EXCERPT:
“We are not living in the 16th century, and whatever is called Anabaptism today inevitably looks and sounds quite different,” said Paul Martens during a recent talk entitled “Neo-Anabaptism is dead: Long live neo-Anabaptism” at the Menno Simons Centre in Vancouver. Hence “neo-Anabaptism” is a way of naming the connections between the past and present: a new way of understanding the past.
Martens, an associate professor of theology at Baylor University in Waco, Tex., is a native of Manitoba who studied at Providence College, Regent College and Notre Dame University.
The Anabaptist vision of the past served us well, but we no longer live in that time and place, he said. “The threat of the draft—the threat of turning the church into an instrument of killing—is past. We are part of the dominant culture. . . . The recognition that we are already deeply integrated into a way of life . . . is a new challenge facing Christians seeking to live with integrity in North America today.”

DATA UNDER STUDY:
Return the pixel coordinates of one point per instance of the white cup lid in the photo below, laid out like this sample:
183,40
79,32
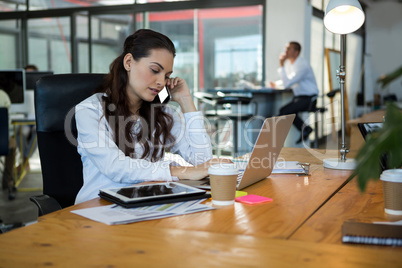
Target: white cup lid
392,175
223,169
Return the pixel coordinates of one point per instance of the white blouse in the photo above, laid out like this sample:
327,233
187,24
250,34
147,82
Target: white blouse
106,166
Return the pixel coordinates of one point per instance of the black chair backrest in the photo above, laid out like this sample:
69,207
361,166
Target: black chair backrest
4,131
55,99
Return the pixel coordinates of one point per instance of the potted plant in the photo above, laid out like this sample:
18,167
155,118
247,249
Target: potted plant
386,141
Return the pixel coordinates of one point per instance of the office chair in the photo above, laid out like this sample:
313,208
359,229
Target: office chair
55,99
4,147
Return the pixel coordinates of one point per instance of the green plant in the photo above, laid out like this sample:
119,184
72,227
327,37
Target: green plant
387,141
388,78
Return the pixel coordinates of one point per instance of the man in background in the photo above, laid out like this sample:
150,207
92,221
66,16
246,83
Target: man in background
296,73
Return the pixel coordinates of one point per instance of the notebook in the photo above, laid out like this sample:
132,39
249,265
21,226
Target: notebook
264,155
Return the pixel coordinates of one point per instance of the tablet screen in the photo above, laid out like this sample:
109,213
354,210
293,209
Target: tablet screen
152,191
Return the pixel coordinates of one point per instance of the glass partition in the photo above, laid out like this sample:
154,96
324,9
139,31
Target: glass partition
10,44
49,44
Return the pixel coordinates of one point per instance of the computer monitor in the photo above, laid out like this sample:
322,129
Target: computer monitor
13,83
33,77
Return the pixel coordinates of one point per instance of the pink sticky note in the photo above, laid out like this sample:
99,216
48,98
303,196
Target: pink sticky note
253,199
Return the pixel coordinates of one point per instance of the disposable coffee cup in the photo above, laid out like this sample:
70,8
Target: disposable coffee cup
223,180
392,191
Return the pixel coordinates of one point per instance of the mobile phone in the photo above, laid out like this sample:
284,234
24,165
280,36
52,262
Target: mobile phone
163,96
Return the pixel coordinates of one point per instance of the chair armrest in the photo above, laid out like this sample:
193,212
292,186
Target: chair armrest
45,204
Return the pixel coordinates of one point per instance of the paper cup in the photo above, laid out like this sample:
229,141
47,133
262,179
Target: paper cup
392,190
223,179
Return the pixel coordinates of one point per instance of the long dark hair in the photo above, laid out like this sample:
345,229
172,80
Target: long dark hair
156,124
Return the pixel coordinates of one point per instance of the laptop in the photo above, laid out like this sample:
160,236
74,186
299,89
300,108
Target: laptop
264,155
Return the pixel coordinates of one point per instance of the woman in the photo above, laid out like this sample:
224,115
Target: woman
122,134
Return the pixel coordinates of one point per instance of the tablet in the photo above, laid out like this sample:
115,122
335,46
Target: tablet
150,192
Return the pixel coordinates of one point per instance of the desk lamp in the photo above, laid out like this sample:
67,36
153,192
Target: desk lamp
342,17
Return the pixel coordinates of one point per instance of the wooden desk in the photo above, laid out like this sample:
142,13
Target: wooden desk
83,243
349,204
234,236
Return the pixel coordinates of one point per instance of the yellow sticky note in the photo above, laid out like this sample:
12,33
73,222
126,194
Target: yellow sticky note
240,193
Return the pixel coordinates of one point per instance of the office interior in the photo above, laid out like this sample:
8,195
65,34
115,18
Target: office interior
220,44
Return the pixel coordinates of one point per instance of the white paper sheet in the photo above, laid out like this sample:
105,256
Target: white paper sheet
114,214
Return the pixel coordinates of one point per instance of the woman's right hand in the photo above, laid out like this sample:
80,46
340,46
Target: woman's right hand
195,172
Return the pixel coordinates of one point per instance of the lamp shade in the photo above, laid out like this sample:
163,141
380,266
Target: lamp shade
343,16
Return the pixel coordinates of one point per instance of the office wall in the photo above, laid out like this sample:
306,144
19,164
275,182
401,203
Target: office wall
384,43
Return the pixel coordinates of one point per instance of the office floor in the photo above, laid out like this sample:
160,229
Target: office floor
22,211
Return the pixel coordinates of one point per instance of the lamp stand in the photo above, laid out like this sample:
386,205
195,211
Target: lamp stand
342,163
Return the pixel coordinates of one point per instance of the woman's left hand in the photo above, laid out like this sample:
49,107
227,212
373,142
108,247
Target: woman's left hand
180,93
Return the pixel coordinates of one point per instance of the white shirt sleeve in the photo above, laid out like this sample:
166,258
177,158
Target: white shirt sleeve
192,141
...
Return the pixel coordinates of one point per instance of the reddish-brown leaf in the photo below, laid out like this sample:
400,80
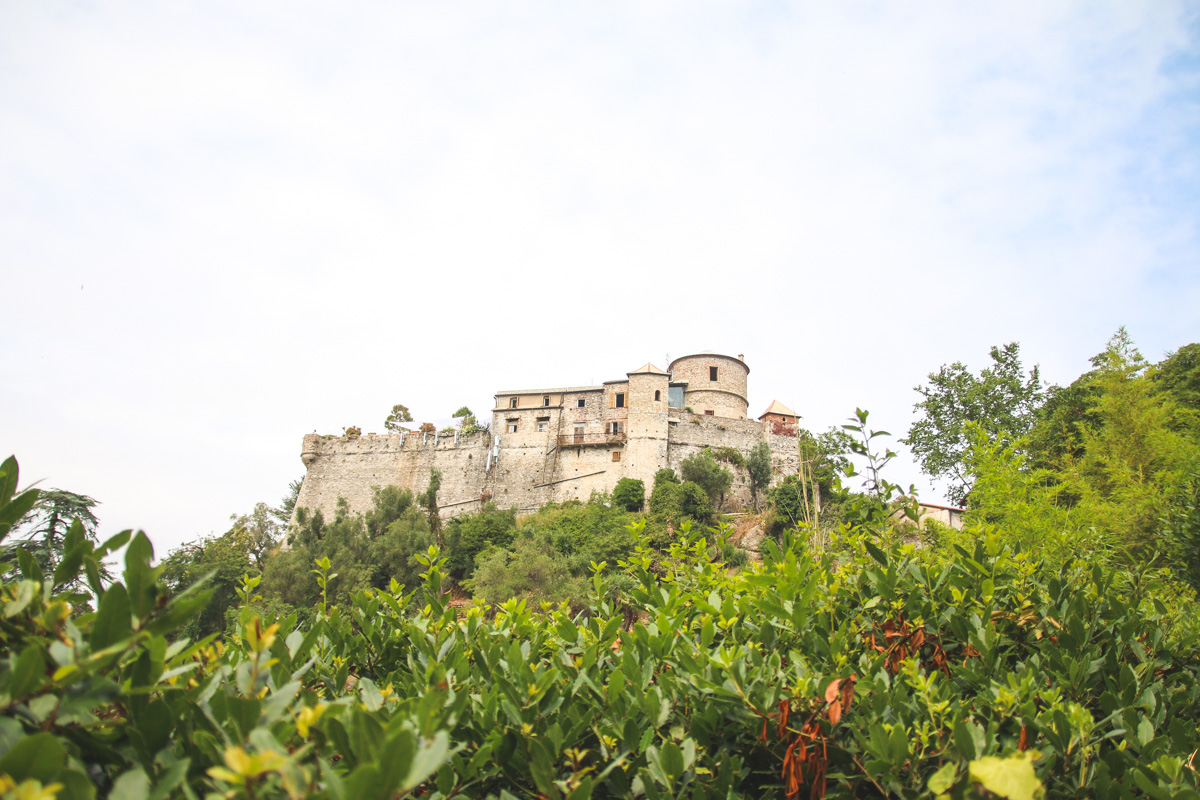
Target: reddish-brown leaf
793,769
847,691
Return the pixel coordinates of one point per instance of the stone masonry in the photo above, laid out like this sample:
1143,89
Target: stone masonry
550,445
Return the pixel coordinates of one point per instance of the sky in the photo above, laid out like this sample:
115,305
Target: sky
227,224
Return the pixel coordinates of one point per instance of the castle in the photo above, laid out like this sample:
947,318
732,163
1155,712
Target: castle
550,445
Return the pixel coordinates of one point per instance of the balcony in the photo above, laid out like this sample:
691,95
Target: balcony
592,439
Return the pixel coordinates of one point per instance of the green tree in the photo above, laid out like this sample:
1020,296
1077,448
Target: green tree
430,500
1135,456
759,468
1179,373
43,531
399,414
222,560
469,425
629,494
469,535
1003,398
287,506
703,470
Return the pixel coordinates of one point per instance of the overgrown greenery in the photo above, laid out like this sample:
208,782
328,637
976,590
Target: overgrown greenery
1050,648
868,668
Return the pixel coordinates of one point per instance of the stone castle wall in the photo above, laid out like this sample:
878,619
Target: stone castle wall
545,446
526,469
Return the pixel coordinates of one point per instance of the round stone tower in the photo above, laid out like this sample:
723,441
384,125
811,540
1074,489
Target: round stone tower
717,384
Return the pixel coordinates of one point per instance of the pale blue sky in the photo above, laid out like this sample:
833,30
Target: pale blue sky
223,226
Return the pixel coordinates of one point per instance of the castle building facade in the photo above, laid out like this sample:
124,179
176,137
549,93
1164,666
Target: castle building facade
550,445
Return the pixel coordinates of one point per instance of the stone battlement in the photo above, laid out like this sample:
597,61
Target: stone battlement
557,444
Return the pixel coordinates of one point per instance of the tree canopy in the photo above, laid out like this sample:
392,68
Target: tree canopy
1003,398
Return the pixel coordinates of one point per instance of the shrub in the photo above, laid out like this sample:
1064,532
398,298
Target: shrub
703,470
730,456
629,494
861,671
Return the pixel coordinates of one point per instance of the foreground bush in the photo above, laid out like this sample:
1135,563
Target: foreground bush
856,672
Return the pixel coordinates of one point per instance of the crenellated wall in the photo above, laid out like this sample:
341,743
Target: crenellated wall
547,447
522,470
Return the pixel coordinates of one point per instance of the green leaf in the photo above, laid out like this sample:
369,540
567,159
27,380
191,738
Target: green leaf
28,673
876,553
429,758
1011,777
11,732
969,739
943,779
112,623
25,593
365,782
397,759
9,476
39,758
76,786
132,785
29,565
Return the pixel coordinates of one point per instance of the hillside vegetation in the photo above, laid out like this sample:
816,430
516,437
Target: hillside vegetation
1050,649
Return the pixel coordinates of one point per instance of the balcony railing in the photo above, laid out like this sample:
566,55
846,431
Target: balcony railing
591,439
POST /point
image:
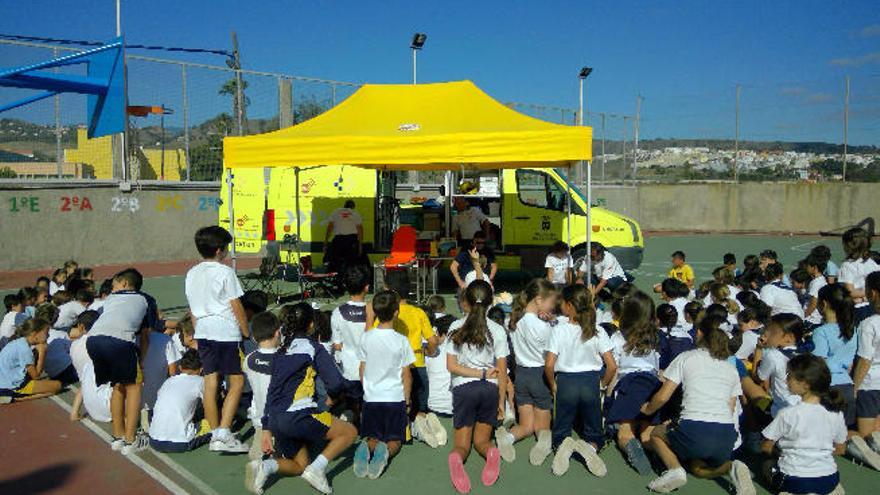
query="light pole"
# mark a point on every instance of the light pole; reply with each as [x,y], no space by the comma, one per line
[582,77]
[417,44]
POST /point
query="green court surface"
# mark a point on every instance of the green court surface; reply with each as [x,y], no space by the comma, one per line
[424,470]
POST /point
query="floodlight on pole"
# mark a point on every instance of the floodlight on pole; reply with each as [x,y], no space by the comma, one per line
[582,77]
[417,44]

EXERCISE: Continue the article on Paul Martens's talk about neo-Anabaptism from the point where it ends. The entries are separate material and have no connection to the text.

OUTPUT:
He said that we have yet to come to grips, theologically and spiritually, with the reality that we are the world.
He described our new reality as containing “highly advanced modes of colonizing,” noting that we eat tomatoes picked by “virtual slaves” in Mexico; drink from aluminum cans made from bauxite, which is mined in India and Guyana; recycle our clothing, which is shipped to Africa, where it floods the market and destroys indigenous garment-based livelihoods.
Looking at the world with “new eyes” places new demands on those in the Anabaptist tradition. Martens points to Stuart Murray, Shane Claiborne and Brian McLaren, who “don’t look like Mennonites—at least not like those of us who have grown up Mennonite—but they have rightly plundered the tradition.”
It’s important to recognize, said Martens, that those of us with genetic or denominational ties to Anabaptism are few in number but are apparently large in influence. As we move forward without knowing what the future holds, how should we live with what we have to offer the rest of the world?
With humility, liberality, conviction and hope.
“Even the early Anabaptists didn’t think they had cornered the market on renewal and reformation in the church,” he said, so in humility we need to recognize that we, too, might be in need of renewal and reform. So we should not shy away from uncomfortable questions. “[W]e must humbly admit that we have much to learn as a community,” he said.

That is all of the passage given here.